[The records start]
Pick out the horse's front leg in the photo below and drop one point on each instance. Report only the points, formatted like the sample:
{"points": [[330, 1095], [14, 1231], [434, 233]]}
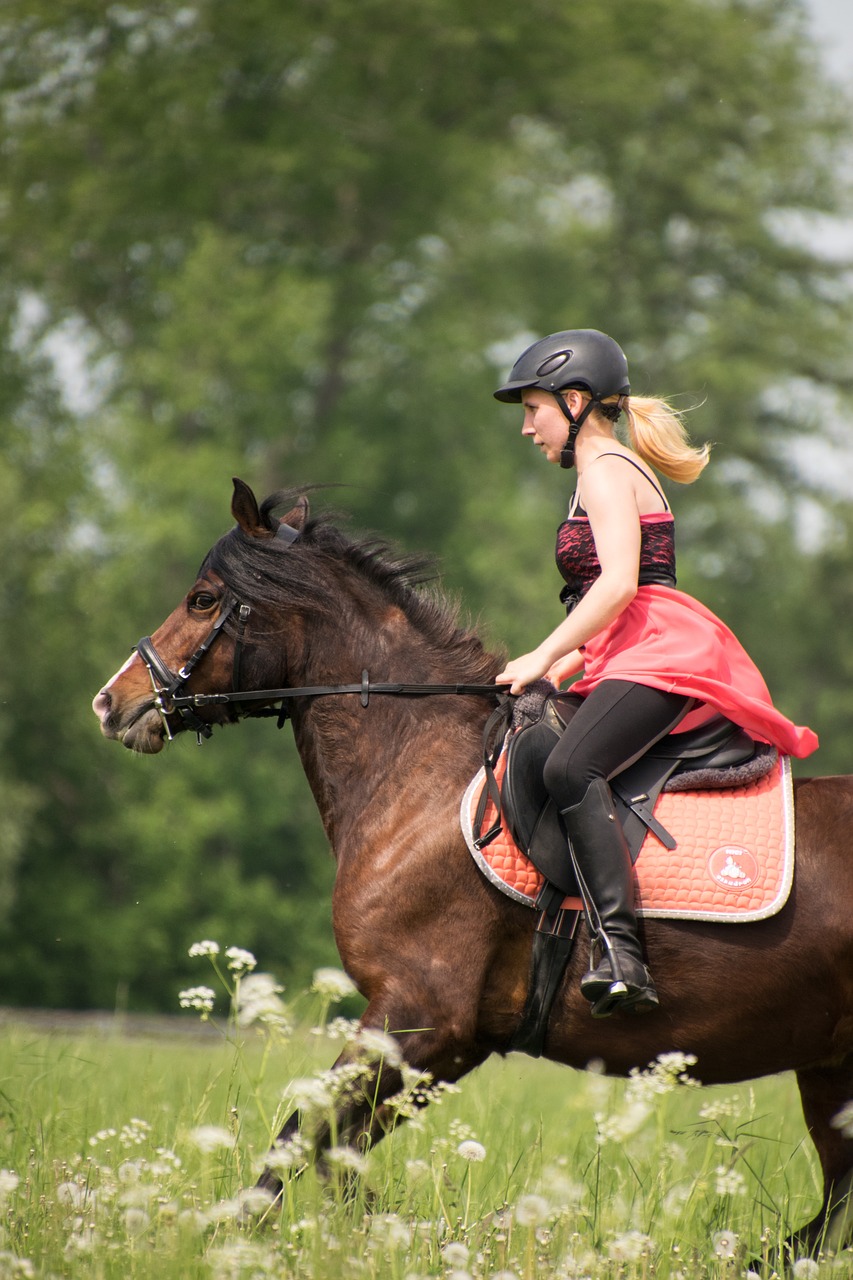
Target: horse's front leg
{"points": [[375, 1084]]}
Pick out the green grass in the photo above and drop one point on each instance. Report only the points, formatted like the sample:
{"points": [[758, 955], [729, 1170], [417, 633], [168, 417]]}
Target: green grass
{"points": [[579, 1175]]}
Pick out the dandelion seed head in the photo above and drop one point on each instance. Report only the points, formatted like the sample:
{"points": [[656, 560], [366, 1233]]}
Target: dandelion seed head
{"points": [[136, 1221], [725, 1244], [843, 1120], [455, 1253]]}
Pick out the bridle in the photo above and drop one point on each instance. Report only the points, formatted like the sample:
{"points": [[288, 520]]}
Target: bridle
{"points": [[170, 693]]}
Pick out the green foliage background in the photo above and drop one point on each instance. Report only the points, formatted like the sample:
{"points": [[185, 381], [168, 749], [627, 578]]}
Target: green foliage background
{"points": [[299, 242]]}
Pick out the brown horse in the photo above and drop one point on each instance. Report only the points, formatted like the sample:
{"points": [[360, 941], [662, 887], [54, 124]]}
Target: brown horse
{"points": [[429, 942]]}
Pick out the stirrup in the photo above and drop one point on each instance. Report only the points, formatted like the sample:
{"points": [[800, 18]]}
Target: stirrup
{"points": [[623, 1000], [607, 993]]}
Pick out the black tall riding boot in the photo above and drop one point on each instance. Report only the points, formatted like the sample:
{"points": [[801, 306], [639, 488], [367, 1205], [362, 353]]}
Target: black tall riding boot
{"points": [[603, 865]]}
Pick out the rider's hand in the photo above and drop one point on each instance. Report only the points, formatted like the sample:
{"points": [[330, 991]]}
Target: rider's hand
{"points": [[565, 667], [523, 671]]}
[The records end]
- _Task to carry out_
Can you write out the whole listing above again, changing every "Pick out" to "Locate" and keeping everything else the same? Leave the pictures out of your answer.

- _Right answer_
Locate the horse's front leg in the photo below and drop one point on each instance. Report only the points, formatted like the sample:
{"points": [[330, 1095], [14, 1231], [434, 233]]}
Target: horse's front leg
{"points": [[375, 1084]]}
Locate the green grass in the photo above and drop one point on each instance. Report only the points, formatted like the sample:
{"points": [[758, 955], [729, 1170], [417, 633], [168, 417]]}
Target: green grass
{"points": [[579, 1175]]}
Locate the dandelion seed head in the photo above and drop one point on each instance. Report only the points, formatted like the sample:
{"points": [[656, 560], [366, 1233]]}
Target: dandelion seed head
{"points": [[136, 1221], [725, 1244], [843, 1120], [455, 1253]]}
Locate the bridle in the photo above and drop one point on each instance. Report only the points, formatted like the sample:
{"points": [[288, 520]]}
Target: bridle
{"points": [[170, 693]]}
Locate the green foliage background in the photo above and drop one point on each instance. Report only the points, formatted like the sample:
{"points": [[185, 381], [168, 749], [627, 578]]}
Target: green foliage background
{"points": [[299, 242]]}
Locate the brown horse in the photo above and drop one point on each instance. Report only the points, formatted like the sample:
{"points": [[360, 941], [662, 887], [54, 124]]}
Target: brown horse
{"points": [[429, 942]]}
Locate the stirrup in the photo above and drop one point on each instance. Report only the points, formatted like the sample:
{"points": [[800, 18]]}
Target: stirrup
{"points": [[623, 1000], [607, 993]]}
Locate the black tall riding boot in the photo above and drop one point on each instance. Report only the points, formatted like the sample:
{"points": [[801, 306], [639, 488], [367, 1205], [362, 353]]}
Target: black tall riding boot
{"points": [[603, 865]]}
Locate the rider's hand in the photo above and drop one point on each instance. Report only the points, formatted like the sample:
{"points": [[330, 991]]}
Target: rider's hand
{"points": [[565, 667], [523, 671]]}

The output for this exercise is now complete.